--- THE EXERCISE ---
Rewrite the records starting at the line containing "Look at the picture above. You should locate person in" and ending at the line containing "[373,107,416,143]", renaming "metal barrier" to "steel barrier" and leaving everything else unchanged.

[Excerpts of bounding box data]

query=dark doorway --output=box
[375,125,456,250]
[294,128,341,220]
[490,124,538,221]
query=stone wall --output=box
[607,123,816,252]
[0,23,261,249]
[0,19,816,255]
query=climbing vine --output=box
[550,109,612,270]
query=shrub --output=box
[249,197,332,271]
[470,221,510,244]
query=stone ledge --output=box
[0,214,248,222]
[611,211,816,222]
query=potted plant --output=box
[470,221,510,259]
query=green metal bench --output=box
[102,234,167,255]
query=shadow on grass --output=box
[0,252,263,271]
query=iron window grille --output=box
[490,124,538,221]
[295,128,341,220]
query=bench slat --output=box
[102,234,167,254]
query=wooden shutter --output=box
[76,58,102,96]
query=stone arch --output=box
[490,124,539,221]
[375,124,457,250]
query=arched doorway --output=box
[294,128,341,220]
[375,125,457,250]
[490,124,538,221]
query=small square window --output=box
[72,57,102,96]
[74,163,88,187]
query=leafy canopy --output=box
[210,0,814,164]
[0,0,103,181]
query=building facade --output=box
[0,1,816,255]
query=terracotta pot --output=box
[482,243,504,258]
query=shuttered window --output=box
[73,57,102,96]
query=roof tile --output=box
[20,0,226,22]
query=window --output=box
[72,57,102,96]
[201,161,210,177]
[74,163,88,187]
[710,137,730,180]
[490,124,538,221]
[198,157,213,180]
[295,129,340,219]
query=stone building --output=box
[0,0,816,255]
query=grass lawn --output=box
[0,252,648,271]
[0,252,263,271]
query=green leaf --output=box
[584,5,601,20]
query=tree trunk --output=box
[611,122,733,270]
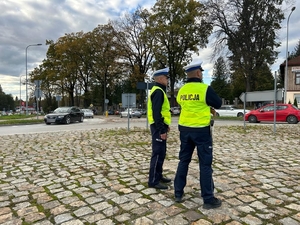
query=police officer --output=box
[174,63,222,209]
[147,68,171,189]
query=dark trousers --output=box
[174,131,214,202]
[148,124,167,186]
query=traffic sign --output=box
[34,89,43,98]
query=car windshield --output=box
[54,108,70,113]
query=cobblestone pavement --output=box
[0,124,300,225]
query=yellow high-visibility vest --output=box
[147,86,171,125]
[176,82,211,128]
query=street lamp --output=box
[283,6,296,103]
[20,75,24,114]
[25,44,42,115]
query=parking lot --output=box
[0,124,300,225]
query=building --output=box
[280,56,300,106]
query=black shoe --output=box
[160,177,171,183]
[203,197,222,209]
[175,197,184,203]
[148,183,168,189]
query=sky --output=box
[0,0,300,100]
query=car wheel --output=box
[65,116,71,124]
[237,112,244,117]
[286,116,298,124]
[248,115,257,123]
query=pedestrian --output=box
[174,63,222,209]
[147,68,171,189]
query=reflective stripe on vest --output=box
[176,82,211,128]
[147,86,171,125]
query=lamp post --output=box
[283,6,296,103]
[20,75,24,114]
[25,44,42,115]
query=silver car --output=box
[120,108,142,118]
[215,105,250,117]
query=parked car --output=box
[82,109,94,118]
[107,109,115,115]
[120,108,142,118]
[245,104,300,124]
[171,107,180,115]
[137,109,147,115]
[44,106,84,125]
[215,105,250,117]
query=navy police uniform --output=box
[174,61,222,206]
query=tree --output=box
[113,8,154,107]
[289,39,300,59]
[207,0,284,92]
[0,84,15,111]
[210,57,232,100]
[294,98,298,108]
[146,0,212,106]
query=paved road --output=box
[0,116,248,136]
[0,117,300,225]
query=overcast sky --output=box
[0,0,300,100]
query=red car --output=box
[245,103,300,124]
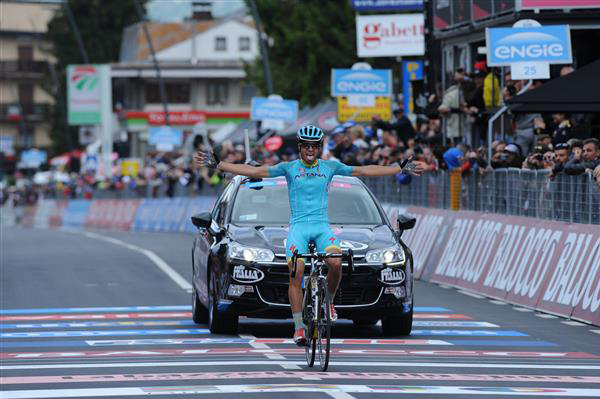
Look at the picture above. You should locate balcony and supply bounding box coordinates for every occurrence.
[0,103,50,122]
[0,60,48,79]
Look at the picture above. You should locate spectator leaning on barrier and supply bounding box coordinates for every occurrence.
[550,143,571,179]
[564,139,600,175]
[438,68,465,143]
[490,143,523,169]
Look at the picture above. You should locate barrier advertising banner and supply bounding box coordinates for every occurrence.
[356,14,425,58]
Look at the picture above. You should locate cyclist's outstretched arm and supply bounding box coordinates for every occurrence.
[194,151,269,177]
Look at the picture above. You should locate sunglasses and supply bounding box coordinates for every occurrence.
[300,143,321,150]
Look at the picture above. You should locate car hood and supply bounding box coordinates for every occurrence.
[228,224,396,255]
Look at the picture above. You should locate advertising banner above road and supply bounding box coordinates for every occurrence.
[352,0,423,11]
[485,25,573,66]
[356,14,425,57]
[331,69,392,97]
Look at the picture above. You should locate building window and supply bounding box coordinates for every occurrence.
[240,36,250,51]
[215,36,227,51]
[206,81,229,105]
[146,83,190,104]
[240,85,256,105]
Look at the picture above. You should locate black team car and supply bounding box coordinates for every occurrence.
[192,176,415,335]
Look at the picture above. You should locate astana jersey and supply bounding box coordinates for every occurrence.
[269,159,353,225]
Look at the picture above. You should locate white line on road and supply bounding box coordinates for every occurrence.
[72,230,192,292]
[561,320,587,326]
[0,360,600,370]
[458,290,485,299]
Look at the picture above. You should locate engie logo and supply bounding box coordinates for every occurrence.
[71,66,98,91]
[486,25,572,65]
[233,266,265,283]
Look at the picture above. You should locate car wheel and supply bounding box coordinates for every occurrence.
[208,273,238,334]
[381,309,413,336]
[192,285,208,324]
[352,319,379,326]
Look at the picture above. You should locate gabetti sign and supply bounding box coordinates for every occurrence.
[356,14,425,57]
[331,69,392,97]
[486,25,572,66]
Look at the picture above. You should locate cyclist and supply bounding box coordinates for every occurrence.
[194,125,424,345]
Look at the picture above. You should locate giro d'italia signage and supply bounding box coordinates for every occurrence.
[485,25,573,66]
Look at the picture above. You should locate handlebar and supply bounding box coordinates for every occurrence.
[290,248,354,278]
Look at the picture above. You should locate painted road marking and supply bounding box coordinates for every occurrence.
[413,320,500,328]
[535,313,558,319]
[457,290,485,299]
[2,374,600,384]
[0,359,600,374]
[0,328,210,338]
[0,328,528,339]
[0,347,600,360]
[3,383,600,399]
[411,330,528,337]
[0,305,451,320]
[561,320,587,327]
[0,320,197,330]
[413,313,471,320]
[0,312,192,321]
[2,338,559,348]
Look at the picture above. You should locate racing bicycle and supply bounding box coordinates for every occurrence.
[291,241,354,371]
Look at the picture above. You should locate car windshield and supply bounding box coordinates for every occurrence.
[231,180,384,225]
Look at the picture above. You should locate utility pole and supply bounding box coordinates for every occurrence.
[250,0,273,95]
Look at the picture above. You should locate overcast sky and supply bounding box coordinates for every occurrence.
[146,0,244,22]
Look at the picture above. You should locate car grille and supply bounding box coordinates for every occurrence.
[257,286,382,306]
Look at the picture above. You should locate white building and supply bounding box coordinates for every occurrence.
[112,3,259,156]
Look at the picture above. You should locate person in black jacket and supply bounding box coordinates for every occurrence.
[564,138,600,175]
[373,108,416,144]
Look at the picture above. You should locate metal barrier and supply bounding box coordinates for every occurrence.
[364,168,600,224]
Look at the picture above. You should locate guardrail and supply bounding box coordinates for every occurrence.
[365,168,600,224]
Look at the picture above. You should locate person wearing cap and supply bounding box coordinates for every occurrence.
[490,143,523,169]
[373,107,416,143]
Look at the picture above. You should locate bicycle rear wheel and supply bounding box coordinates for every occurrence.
[317,280,331,371]
[302,279,317,367]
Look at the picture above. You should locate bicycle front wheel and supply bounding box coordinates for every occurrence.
[317,280,331,371]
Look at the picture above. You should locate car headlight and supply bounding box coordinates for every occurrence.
[229,242,275,262]
[365,245,405,266]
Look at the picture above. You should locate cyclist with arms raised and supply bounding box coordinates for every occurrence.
[194,125,424,345]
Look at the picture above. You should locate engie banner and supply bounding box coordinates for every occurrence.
[392,207,600,325]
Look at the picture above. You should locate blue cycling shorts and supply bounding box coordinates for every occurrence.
[285,223,341,262]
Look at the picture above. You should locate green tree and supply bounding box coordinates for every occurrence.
[246,0,358,106]
[47,0,146,153]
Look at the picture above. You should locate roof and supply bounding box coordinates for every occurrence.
[119,14,256,62]
[507,59,600,112]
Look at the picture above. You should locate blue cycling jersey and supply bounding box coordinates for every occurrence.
[269,159,353,225]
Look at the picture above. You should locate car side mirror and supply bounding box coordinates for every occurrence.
[397,215,417,235]
[192,212,212,229]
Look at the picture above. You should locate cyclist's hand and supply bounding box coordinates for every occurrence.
[194,151,219,169]
[402,159,426,176]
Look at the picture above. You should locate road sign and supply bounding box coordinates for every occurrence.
[331,69,392,97]
[485,25,573,66]
[251,97,298,122]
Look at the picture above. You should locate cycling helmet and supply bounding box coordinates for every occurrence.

--- SOLUTION TO THIS TASK ---
Look at the picture above. You should locate person in black jacket and supply bounding box coordinates for every occurrence.
[564,138,600,175]
[373,108,416,144]
Look at the picture above. You should locate steel barrier and supply bounding box coordinates for every occurrence.
[364,168,600,224]
Look at the picture above. You should locate guardrail and supply bounding box coordinates for every occurrence.
[365,168,600,224]
Look at the picture above. You should locate person wearing cap and supply bounding box coordinates for every occurrence.
[490,143,523,169]
[373,107,416,143]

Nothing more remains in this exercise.